* [PASSAGE TO READ]:
>> BEGIN

Relationship between a non-Hermitian Hamiltonian and its solution

[SeM]

Hello, I Have a non-Hermitian Hamiltonian, which is defined as an ill-condition numbered complex matrix, with non-orthogonal elements and linearily independent vectors spanning an open subspace.

However, when accurate initial conditions are given to the ODE of the Hamiltoanian, it appears to give an orthogonal solution. Does that make sense? I would have thought that a non-Hermitian Hamiltonian gives only non-orthogonal solutions?

Thanks

 

[DrDu]

I would have thought that a non-Hermitian Hamiltonian gives only non-orthogonal solutions?

Thanks

No, for example, normal operators are non-Hermitian. They have a complete set of orthogonal eigenvectors but the corresponding eigenvalues are complex and not real, in general.
In general, you can always do a singular value decomposition. It turns out that a matrix always has a set of orthogonal eigenvectors, but in general, these eigenvectors are not also eigenvectors of the transposed (or adjoint) matrix.

 

[SeM]

Thanks Dr. Du! In my case, I have a complex matrix, which is not unitary and not normal, and is very ill-conditioned. However, its ODE are solved using some initial conditions, and orthogonal solutions are found. However the orthogonal solutions have both complex as well as real expectation values in their integrals:

\begin{equation}
\int_0^{2\pi} \psi \Omega \psi^*
\end{equation}

>> END

In the thread about non-Hermitian Hamiltonians, which two properties does SeM say their complex matrix lacks?

* [MATERIAL PROVIDED]:
>> BEGIN

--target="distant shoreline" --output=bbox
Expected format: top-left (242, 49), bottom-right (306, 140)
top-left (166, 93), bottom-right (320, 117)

>> END

* [SOLUTION TO THE PROBLEM]: It is neither unitary nor normal.